WRITTEN INSTRUCTION:
Replace "red tomato piece" with "tomato chunk" everywhere in the lines below and write them out again with nothing else changed, please. Leave the pictures out of your answer.

(Part of a data file)
:::

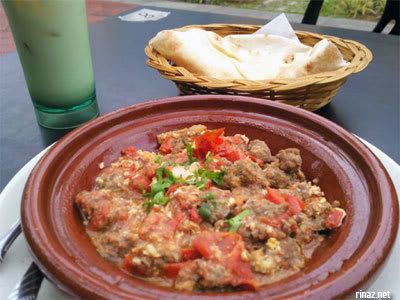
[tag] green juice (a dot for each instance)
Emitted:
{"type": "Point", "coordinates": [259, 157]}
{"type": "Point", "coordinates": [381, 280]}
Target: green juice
{"type": "Point", "coordinates": [53, 46]}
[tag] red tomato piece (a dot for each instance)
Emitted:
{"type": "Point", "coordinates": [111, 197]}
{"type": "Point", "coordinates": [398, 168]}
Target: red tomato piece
{"type": "Point", "coordinates": [241, 271]}
{"type": "Point", "coordinates": [231, 155]}
{"type": "Point", "coordinates": [189, 254]}
{"type": "Point", "coordinates": [275, 196]}
{"type": "Point", "coordinates": [150, 173]}
{"type": "Point", "coordinates": [334, 218]}
{"type": "Point", "coordinates": [256, 160]}
{"type": "Point", "coordinates": [158, 223]}
{"type": "Point", "coordinates": [140, 184]}
{"type": "Point", "coordinates": [132, 168]}
{"type": "Point", "coordinates": [275, 221]}
{"type": "Point", "coordinates": [230, 247]}
{"type": "Point", "coordinates": [129, 151]}
{"type": "Point", "coordinates": [207, 142]}
{"type": "Point", "coordinates": [166, 146]}
{"type": "Point", "coordinates": [296, 205]}
{"type": "Point", "coordinates": [204, 242]}
{"type": "Point", "coordinates": [194, 216]}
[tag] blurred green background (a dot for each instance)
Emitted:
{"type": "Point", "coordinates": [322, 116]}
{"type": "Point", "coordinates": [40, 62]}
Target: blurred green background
{"type": "Point", "coordinates": [356, 9]}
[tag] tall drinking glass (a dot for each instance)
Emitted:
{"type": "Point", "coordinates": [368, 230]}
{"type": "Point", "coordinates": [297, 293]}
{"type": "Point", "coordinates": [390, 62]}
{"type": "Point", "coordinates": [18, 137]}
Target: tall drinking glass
{"type": "Point", "coordinates": [53, 45]}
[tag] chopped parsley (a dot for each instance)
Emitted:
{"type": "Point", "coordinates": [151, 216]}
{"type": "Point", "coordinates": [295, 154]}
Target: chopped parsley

:::

WRITTEN SOLUTION:
[tag] green juice (a dot for each instance)
Emitted:
{"type": "Point", "coordinates": [259, 157]}
{"type": "Point", "coordinates": [381, 280]}
Target: green juice
{"type": "Point", "coordinates": [53, 46]}
[tag] tomato chunk (a dot for each instance)
Emitted:
{"type": "Point", "coordinates": [111, 197]}
{"type": "Point", "coordinates": [398, 168]}
Target: tomato chunk
{"type": "Point", "coordinates": [241, 271]}
{"type": "Point", "coordinates": [231, 155]}
{"type": "Point", "coordinates": [189, 254]}
{"type": "Point", "coordinates": [275, 196]}
{"type": "Point", "coordinates": [150, 173]}
{"type": "Point", "coordinates": [334, 218]}
{"type": "Point", "coordinates": [256, 160]}
{"type": "Point", "coordinates": [158, 223]}
{"type": "Point", "coordinates": [140, 184]}
{"type": "Point", "coordinates": [132, 168]}
{"type": "Point", "coordinates": [275, 221]}
{"type": "Point", "coordinates": [230, 247]}
{"type": "Point", "coordinates": [129, 151]}
{"type": "Point", "coordinates": [207, 142]}
{"type": "Point", "coordinates": [166, 146]}
{"type": "Point", "coordinates": [296, 205]}
{"type": "Point", "coordinates": [204, 242]}
{"type": "Point", "coordinates": [194, 216]}
[tag] blurred green background (a dot for each instance)
Emitted:
{"type": "Point", "coordinates": [322, 116]}
{"type": "Point", "coordinates": [40, 62]}
Target: blurred green background
{"type": "Point", "coordinates": [356, 9]}
[tag] tall drinking glass (a dot for each instance)
Emitted:
{"type": "Point", "coordinates": [368, 230]}
{"type": "Point", "coordinates": [297, 293]}
{"type": "Point", "coordinates": [390, 62]}
{"type": "Point", "coordinates": [18, 137]}
Target: tall drinking glass
{"type": "Point", "coordinates": [53, 45]}
[tag] chopped parsley (a dot for each instance)
Emitted:
{"type": "Point", "coordinates": [151, 216]}
{"type": "Point", "coordinates": [295, 154]}
Target: chopped parsley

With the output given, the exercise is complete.